» Selected excerpt:
ISLAMABAD, July 9: The Abbottabad Commission was convinced that US Special Forces enjoyed the support of a ground network as they undertook the risky raid inside Pakistani territory.
“There were in all possibility fairly extensive networks,” the commission said in its findings as it assumed that there could be one CIA network for locating him, while the other ascertained his presence at the location.
It said presence of CIA spies for tracking Osama bin Laden prior to 2005 was well known and it was surprising that ISI stopped the manhunt thinking that the Americans had discontinued his chase with the expectation that he had already died.
Following the decline in ISI-CIA cooperation because of troubled ties, the commission believed that there was mass influx of CIA spies, most of them under the garb of NGO workers and also help from some unsuspecting locals who supported them.
The arrival of spies was said to have been helped by issuance of too many visas by then ambassador to the US Hussain Haqqani.
The supposedly Abbottabad-bound vans seen leaving the embassy on the evening before the raid, presence of people on the ground directing neighbours to stay indoors during the operation and cutting of trees outside OBL hideout to facilitate the approach of helicopters carrying US Navy SEALs, the report said, supported the hypothesis of presence of ground network.
There were also reports of presence of a CIA safehouse near OBL’s hiding place.
The vaccination ruse carried out by Dr Shakeel Afridi, who is currently in jail, for confirming the identity of the residents of OBL compound was yet another proof of ground support network.
The ISI in the first place, the commission observed, failed in noticing the CIA ground network and after the incident did little to unearth the network except for military reducing the number of known CIA spies in the country.

» Data extracts:
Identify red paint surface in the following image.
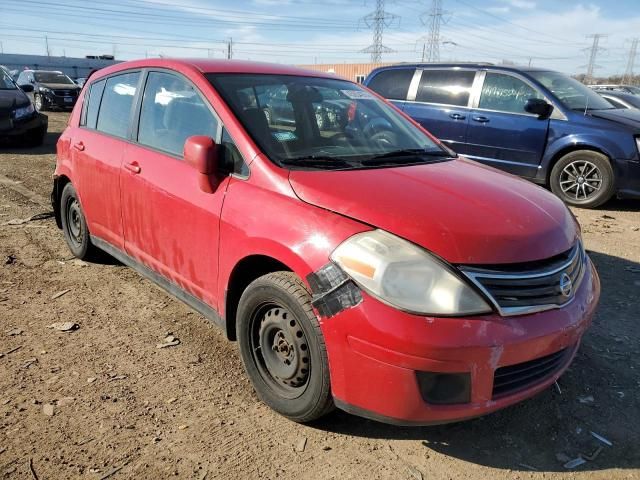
[56,59,600,422]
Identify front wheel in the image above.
[236,272,333,423]
[550,150,615,208]
[60,183,97,260]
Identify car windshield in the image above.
[0,69,18,90]
[207,74,448,169]
[529,72,614,111]
[34,72,75,85]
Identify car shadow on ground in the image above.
[314,253,640,472]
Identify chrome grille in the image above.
[460,242,586,316]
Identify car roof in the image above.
[91,58,344,80]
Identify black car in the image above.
[18,70,82,112]
[598,90,640,109]
[0,69,48,146]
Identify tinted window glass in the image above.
[221,130,249,176]
[416,70,476,106]
[84,80,106,128]
[138,72,218,156]
[97,72,140,138]
[478,72,543,113]
[367,68,415,100]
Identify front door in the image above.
[466,72,549,178]
[121,71,228,308]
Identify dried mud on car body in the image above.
[0,113,640,479]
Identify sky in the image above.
[0,0,640,76]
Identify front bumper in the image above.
[0,112,49,138]
[322,261,600,425]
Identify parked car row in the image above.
[51,59,600,424]
[365,64,640,207]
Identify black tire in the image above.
[549,150,615,208]
[236,272,334,423]
[33,93,47,112]
[24,127,47,147]
[60,183,98,260]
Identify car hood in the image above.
[589,108,640,128]
[289,158,578,265]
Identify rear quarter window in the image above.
[367,68,415,100]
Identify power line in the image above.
[584,33,607,85]
[622,38,640,84]
[361,0,400,63]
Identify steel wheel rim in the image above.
[560,160,603,201]
[250,303,311,399]
[66,198,84,245]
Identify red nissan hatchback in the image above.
[52,59,600,424]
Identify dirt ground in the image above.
[0,113,640,480]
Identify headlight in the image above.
[331,230,491,315]
[13,103,35,120]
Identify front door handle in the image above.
[124,162,142,174]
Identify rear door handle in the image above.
[124,162,142,174]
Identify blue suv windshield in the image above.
[528,72,614,111]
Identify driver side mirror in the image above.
[524,98,553,119]
[184,135,218,193]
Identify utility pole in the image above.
[622,38,640,85]
[420,0,446,62]
[361,0,400,63]
[227,37,233,60]
[584,33,607,85]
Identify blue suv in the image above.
[365,64,640,208]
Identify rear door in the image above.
[71,71,140,249]
[404,68,476,154]
[121,70,228,307]
[466,71,549,178]
[367,67,416,109]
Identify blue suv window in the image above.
[367,68,415,100]
[416,70,476,107]
[478,72,542,114]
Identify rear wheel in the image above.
[60,183,98,260]
[237,272,333,422]
[550,150,615,208]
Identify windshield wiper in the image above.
[280,155,357,169]
[362,148,452,165]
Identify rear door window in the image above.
[138,72,218,157]
[416,70,476,107]
[96,72,140,138]
[478,72,543,114]
[367,68,415,100]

» What is needed: Reproduce the passage of the Abbottabad Commission article between "It said presence" and "had already died.", inclusive.

» Result below:
It said presence of CIA spies for tracking Osama bin Laden prior to 2005 was well known and it was surprising that ISI stopped the manhunt thinking that the Americans had discontinued his chase with the expectation that he had already died.